▶ _PROVIDED PASSAGE_:

One month after the introduction of the Secure Jobs, Better Pay industrial relations reform bill into the House of Representatives, Independent ACT Senator David Pocock has struck a wide-ranging agreement with the Albanese Government to secure his support for the amended legislation.
The agreement will see the government support numerous amendments to the legislation to address concerns by a wide-range of stakeholders, from small businesses to low paid workers.
Importantly, and key to Senator Pocock’s support, it also includes a commitment from the government to establish, in legislation, an expert advisory committee, led by the Treasurer and Minister for Social Services, to review the adequacy of support payments annually ahead of each federal budget, and publish their recommendations.
Senator Pocock said taken together, all of these measures will strike the right balance between ensuring people start receiving long overdue wage rises, maintaining productivity and protecting the most vulnerable in our communities.
“This is now a substantially different bill to the one introduced in the House of Representatives a month ago. It is better for business, better for workers and makes sure the most vulnerable in our community are no longer left behind,” Senator Pocock said.
“I have worked with the government to push them as far as they would go, and then a step further to ensure they addressed key concerns raised with me.
“This legislation introduces significant reforms to Australia’s industrial relations system that will benefit women and low paid workers in particular.
“There are now additional safeguards in place for business, especially small businesses, and some important new powers to better protect the low paid and those reliant on government support.
“In what I believe will be a game changer for people living below the poverty line in our country, the government will now also receive independent expert advice that is made publicly available before each federal budget looking at how the most vulnerable in our community are faring and what needs to change to ensure we don’t leave them behind.
“Given the pace at which this legislation has moved, my concern has been to ensure stakeholders are heard and any issues addressed. Along with my team we have worked incredibly hard to hear from those who will be affected by it and balance the concerns to help secure a better bill.

▶ _INFORMATION GIVEN_:

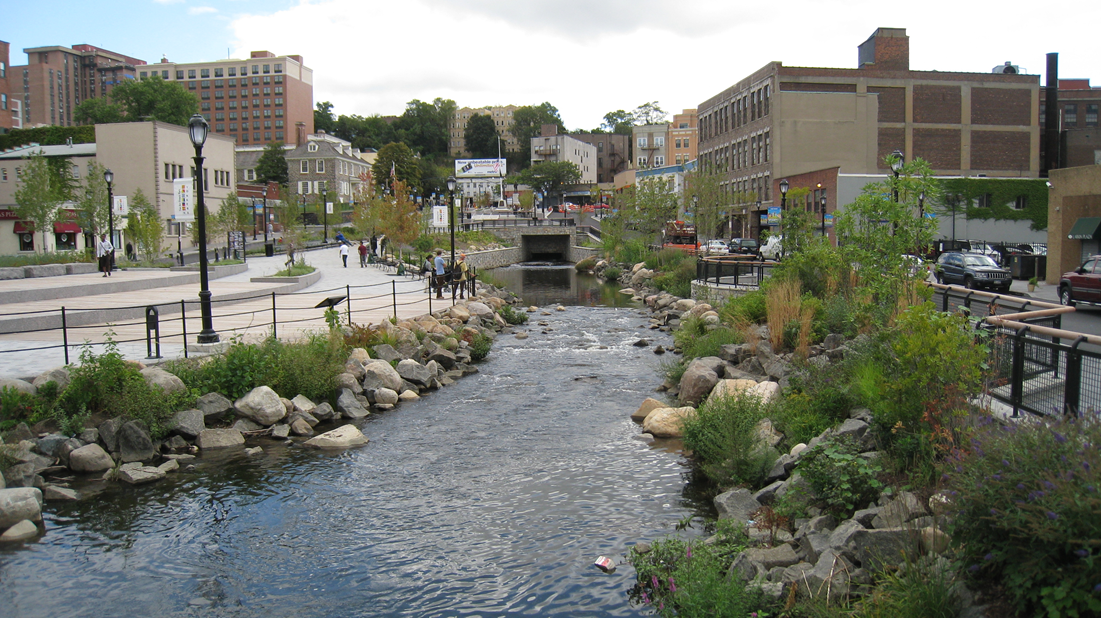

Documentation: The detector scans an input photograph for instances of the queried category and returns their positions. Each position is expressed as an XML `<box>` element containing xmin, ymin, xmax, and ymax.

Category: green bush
<box><xmin>944</xmin><ymin>411</ymin><xmax>1101</xmax><ymax>617</ymax></box>
<box><xmin>684</xmin><ymin>395</ymin><xmax>777</xmax><ymax>488</ymax></box>
<box><xmin>798</xmin><ymin>436</ymin><xmax>883</xmax><ymax>519</ymax></box>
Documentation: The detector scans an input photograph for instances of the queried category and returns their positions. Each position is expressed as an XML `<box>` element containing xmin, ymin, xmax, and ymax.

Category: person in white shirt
<box><xmin>96</xmin><ymin>234</ymin><xmax>115</xmax><ymax>277</ymax></box>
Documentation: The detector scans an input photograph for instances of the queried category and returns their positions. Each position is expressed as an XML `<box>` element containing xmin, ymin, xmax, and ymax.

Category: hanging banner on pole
<box><xmin>172</xmin><ymin>178</ymin><xmax>195</xmax><ymax>221</ymax></box>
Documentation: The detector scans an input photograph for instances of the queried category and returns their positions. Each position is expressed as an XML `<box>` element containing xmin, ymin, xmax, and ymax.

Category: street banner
<box><xmin>172</xmin><ymin>178</ymin><xmax>195</xmax><ymax>221</ymax></box>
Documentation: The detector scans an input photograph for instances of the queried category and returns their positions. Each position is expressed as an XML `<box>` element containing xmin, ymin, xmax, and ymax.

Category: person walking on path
<box><xmin>436</xmin><ymin>249</ymin><xmax>446</xmax><ymax>300</ymax></box>
<box><xmin>96</xmin><ymin>234</ymin><xmax>115</xmax><ymax>277</ymax></box>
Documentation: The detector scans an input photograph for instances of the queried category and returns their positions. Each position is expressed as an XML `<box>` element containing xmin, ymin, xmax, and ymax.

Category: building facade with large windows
<box><xmin>138</xmin><ymin>52</ymin><xmax>314</xmax><ymax>145</ymax></box>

▶ _EXERCISE INSTRUCTIONS_: According to the article on Senator Pocock's agreement with the Albanese Government, why has his concern been to ensure stakeholders are heard and any issues addressed? Answer in one to three sentences.

▶ _ANSWER SECTION_: He cites the pace at which the legislation has moved. Because of that speed, he and his team worked hard to hear from those who will be affected by it and to balance their concerns to help secure a better bill.